§ Work task: The full listing should be transcribed verbatim.
BEGIN
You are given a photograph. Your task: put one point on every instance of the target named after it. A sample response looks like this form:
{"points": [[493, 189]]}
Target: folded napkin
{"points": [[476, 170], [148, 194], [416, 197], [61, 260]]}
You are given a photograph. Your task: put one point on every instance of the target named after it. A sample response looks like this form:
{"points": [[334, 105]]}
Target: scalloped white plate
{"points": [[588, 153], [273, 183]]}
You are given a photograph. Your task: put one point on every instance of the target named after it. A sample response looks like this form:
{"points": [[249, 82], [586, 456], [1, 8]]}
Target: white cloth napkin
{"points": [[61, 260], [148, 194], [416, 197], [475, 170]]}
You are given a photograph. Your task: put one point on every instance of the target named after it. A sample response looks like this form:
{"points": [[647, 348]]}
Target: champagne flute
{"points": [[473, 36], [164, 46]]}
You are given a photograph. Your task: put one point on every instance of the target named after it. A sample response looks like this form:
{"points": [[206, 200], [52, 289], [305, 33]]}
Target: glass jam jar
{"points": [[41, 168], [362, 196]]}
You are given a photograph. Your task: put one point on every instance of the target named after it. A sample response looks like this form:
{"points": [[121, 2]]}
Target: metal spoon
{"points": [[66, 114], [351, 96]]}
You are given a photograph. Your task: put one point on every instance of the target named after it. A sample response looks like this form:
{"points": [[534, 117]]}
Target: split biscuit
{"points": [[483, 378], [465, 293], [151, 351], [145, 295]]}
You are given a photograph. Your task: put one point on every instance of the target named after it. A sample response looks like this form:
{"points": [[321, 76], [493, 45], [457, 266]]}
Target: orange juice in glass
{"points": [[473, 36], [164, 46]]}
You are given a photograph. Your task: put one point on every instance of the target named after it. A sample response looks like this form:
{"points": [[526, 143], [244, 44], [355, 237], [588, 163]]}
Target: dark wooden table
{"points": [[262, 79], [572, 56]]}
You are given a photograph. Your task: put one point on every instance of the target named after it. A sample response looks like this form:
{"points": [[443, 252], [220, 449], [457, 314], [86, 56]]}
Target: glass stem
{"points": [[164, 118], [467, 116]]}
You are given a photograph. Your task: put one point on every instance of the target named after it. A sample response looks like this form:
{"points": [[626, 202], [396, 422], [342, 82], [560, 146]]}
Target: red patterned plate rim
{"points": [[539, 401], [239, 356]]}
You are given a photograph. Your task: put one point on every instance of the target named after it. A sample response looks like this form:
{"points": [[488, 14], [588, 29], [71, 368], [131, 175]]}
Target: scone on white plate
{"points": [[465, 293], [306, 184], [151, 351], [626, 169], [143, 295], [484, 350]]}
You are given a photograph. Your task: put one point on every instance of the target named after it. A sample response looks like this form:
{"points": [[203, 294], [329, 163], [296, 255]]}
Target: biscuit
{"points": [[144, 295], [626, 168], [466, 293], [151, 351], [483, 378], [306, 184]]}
END
§ Result:
You are given a photograph. Your task: put one point on every instance of the target named after it. A sample response looks like this form:
{"points": [[493, 189]]}
Target: folded napkin
{"points": [[476, 170], [148, 194], [416, 197], [61, 260]]}
You are given a photograph. Your task: put one point on every instance of the target named after it. A sample response looks like this form:
{"points": [[334, 105]]}
Target: scalloped white plate
{"points": [[588, 153], [273, 183]]}
You are given a photograph. Your task: put one point on every instance of the target named after it. A sample response looks like this form:
{"points": [[249, 82], [586, 456], [1, 8]]}
Target: white cloth napkin
{"points": [[61, 260], [148, 194], [416, 197], [475, 170]]}
You are given a photograph. Your task: put one point on every instance of the target named after it. A sample response looks like this form:
{"points": [[647, 348]]}
Target: champagne flute
{"points": [[473, 36], [164, 46]]}
You are given a photograph. Your task: put one point on every instance of the target named after it. A sample response looks like this form:
{"points": [[206, 200], [52, 289], [305, 33]]}
Target: glass jam jar
{"points": [[41, 168], [362, 196]]}
You are given a photograph. Your task: put one point on every instance of the target named after it. A sample response looks like this form:
{"points": [[121, 2]]}
Target: metal spoon
{"points": [[66, 114], [351, 96]]}
You are given a photograph. Your task: put one point on every instance of the target named after it. A sample response looks like this form:
{"points": [[534, 117]]}
Target: split biscuit
{"points": [[483, 378], [465, 293], [151, 351], [145, 295]]}
You are given a photograph. Your task: put one point on every instance of the target named after it. A sample response looks like this form:
{"points": [[321, 76], [493, 45], [457, 266]]}
Target: orange juice in glass
{"points": [[473, 36], [164, 46]]}
You are given a photograph. Your task: put one point on every instance of the target named after it. A sample response looks like this form:
{"points": [[526, 143], [244, 44], [355, 237], [588, 163]]}
Target: dark wooden table
{"points": [[262, 79], [572, 56]]}
You are given a photograph. Your task: put one point on every instance of the target named after it. A sample response looks like this form:
{"points": [[443, 252], [220, 449], [457, 314], [86, 56]]}
Target: glass stem
{"points": [[164, 118], [467, 116]]}
You are given a photograph. Your task: put one point on every instance of the target named after it. A sample response looks like this form:
{"points": [[626, 202], [396, 422], [342, 82], [560, 146]]}
Target: red patterned plate rim
{"points": [[539, 401], [239, 356]]}
You are given a photograph. Your task: put one point on every instance of the target named after it. A sample response looks like this form:
{"points": [[488, 14], [588, 29], [71, 368], [131, 175]]}
Target: scone on white plate
{"points": [[465, 293], [306, 184], [151, 351], [626, 169], [143, 295], [484, 350]]}
You are given a photograph. Your task: put one point on every instance of the target named after it. A sample response looks like this form:
{"points": [[203, 294], [329, 163], [296, 255]]}
Target: biscuit
{"points": [[144, 295], [626, 168], [466, 293], [151, 351], [483, 378], [306, 184]]}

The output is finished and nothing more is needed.